** TEXTABSCHNITT **
——
Dann kommt ein Text über Luxenburg „Einfach nur der Nase nach?“, mit dem fängt man in den baltischen Staaten naturgemäß weniger an, ich kann nur sagen, in Luxenburg war ich noch nie und sollte vielleicht einmal dorthin fahren oder ein paar Bücher darüber lesen.
Veit Heinichen habe ich schon gelesen. Sein Text geht über Triest und dort war ich auch schon ein Osterwochenende mit der Anna und dem Alfred und habe mich, als ich „Den verrückten Traum der Thea Leitner“ geschrieben habe, auch darauf bezogen.
Markus Jakob schreib über Barcelona und dort sind wir, als wir 2005, in Andalusien waren, nur durchgefahren, die Hotelburgen und die Billigarbeiter aus Afrika haben wir aber auch gesehen und ein bißchen scharfe Europakritik tut sehr gut, auch wenn der Text die Welt nicht ändern wird. Mich beeindruckten damals die vielen marokkanischen oder algerischen Gastarbeiterfamilien, die mit ihren vollgepackten Autos in die Heimat fuhren und das Rasthaus total dominierten, so daß ich mitten in Spanien, die einzige Frau ohne Kopftuch war, die laut und fröhlich waren und dann die ganzen Baguettes, die sie sich zum Essen holten, einfach liegen ließen.
Paul Nizon, den ich ja auch kenne, beziehungsweise einmal in der Alten Schmiede versäumte, hatte einen Exkurs über die französische Frau und schwärmt dabei von seiner Concierge. Nn ja die Einblicke der älteren Herren auf das weibliche Geschlecht sind manchmal schwierig, die Feministinnen machen es ihnen aber wahrscheinlich auch nicht leicht.
Danach tritt Pier Paulo Pasolinie „aufs Gaspedal“ und erzählt, wie er mit Alberto Moravia in Rom spazierengeht, von dem habe ich auch noch ein paar Bücher zu lesen und ein paar Tage in Rom waren wir auch einmal. Um ein Stipendium in einer dieser berühmt berüchtigten Wohnungen, habe ich aber nie angesucht. Erika Pendretti geht in „Engste Heimat“ nach Böhmen zurück, während Tom Sharpe von einem englischen oder irischen Großvater schreibt, der den unehelichen Sohn seiner Tochter ziemlich weltfremd aufwachsen läßt und dann mit ihm auf Anraten seines Arztes, doch auf Kreuzfahrt geht, wo er sich gleich in die schöne Jessica verliebt. Am Schluß geht es noch mit Risten Sokki in einem Sonett nach Norwegen, wo er den Austand der Samen am 8. November 1852 gegen die norwegische Obrigkeit beschreibt, da hatten wir Skandinavien aber schon verlassen und jetzt bin ich von sowohl von meiner litarischen als auch meiner tatsächlichen Europüpareise zurückgekommen.
——
** ARBEITSAUFTRAG **
Führe den Textabschnitt über die literarische Europareise im Anschluss an seinen letzten Satz fort.

** DATENSÄTZE **
——
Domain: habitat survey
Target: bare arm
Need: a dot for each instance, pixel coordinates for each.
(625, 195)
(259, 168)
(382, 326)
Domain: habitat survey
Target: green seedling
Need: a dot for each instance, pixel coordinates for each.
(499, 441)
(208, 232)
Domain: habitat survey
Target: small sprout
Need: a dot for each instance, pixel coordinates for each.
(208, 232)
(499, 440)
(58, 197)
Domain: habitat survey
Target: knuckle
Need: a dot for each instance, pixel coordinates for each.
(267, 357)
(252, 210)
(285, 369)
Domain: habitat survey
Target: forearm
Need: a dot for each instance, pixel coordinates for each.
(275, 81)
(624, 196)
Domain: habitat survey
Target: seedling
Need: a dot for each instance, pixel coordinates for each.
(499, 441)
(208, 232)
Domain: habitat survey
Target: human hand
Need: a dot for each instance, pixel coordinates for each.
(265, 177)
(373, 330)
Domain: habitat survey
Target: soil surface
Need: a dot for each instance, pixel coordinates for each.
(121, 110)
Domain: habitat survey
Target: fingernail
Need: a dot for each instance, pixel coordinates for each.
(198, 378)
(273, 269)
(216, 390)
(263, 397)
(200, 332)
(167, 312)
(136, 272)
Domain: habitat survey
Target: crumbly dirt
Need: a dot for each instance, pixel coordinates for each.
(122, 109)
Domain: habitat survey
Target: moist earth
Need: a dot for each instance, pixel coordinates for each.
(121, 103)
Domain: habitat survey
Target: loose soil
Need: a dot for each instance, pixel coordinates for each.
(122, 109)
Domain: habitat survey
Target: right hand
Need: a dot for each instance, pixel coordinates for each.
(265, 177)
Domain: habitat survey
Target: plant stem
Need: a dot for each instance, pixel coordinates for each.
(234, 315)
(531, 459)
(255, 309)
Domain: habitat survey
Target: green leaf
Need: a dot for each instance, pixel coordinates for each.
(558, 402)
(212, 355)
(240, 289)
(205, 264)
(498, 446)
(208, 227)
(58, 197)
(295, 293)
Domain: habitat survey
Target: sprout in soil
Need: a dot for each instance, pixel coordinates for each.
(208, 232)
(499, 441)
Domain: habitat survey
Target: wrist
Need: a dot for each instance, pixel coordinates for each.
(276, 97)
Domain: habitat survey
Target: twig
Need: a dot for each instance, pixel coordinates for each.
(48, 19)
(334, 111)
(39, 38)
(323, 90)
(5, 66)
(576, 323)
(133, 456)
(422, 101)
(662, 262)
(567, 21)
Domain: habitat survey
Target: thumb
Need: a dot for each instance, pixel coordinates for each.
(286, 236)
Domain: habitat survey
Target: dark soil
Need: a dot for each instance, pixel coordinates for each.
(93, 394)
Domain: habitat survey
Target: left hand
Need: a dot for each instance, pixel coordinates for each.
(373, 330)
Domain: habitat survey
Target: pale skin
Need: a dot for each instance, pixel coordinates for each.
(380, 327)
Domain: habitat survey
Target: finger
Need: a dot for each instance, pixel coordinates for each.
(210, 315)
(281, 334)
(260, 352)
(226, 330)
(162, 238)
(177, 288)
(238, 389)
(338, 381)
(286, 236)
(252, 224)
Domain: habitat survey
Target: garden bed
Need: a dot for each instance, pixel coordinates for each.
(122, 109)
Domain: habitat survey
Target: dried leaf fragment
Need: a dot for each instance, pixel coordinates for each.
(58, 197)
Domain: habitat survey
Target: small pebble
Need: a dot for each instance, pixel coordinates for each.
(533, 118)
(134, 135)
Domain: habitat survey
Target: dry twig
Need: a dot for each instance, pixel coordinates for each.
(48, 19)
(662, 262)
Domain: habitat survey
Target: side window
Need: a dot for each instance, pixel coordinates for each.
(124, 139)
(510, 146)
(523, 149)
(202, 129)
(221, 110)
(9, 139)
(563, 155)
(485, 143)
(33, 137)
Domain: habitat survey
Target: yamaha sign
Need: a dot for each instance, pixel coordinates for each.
——
** ANTWORTBEREICH **
Über den Unterschied zwischen dem Schreiben und dem Lesen wird noch in den „Erlesenen Reisen“ zu berichten sein. Jetzt bleibt mir nur zu schreiben, daß ich die Lektüre der fünfzehn Europageschichten empfehlen kann. Manchmal stehen die Geschenkbücher im offenen Bücherschrank zur freien Entnahme. Man muß aber natürlich weiterlesen, den ganzen Bulgarkov, die Heinichen Krimis, die Gaußschen Tagebücher,u.u.u. aber das ist ja, wie erwähnt, der Sinn des Ganzens und wenn man das macht und auch noch eine Sammlerin ist, hat man bald die Regale voller Bücher, so daß es vorkommen kann, daß man Thomas Bernhards „Holz fällen“ nicht mehr findet. Man sucht und sucht, beschuldigt die Tochter es genommen zu haben und setzt sich dann in den Weihnachtsfeiertagen in dem Jahr, wo der große Tsunami wütete hin und schreibt einen Bücherkatalog und da findet man ein altes Buch aus der Bibliothek seiner Eltern, das auch Europareisen schildert und das man dann begierig las und die Schnappschüße bewunderte, die aus einer Zeit stammten, als die EU noch ein Traum der Menschen war.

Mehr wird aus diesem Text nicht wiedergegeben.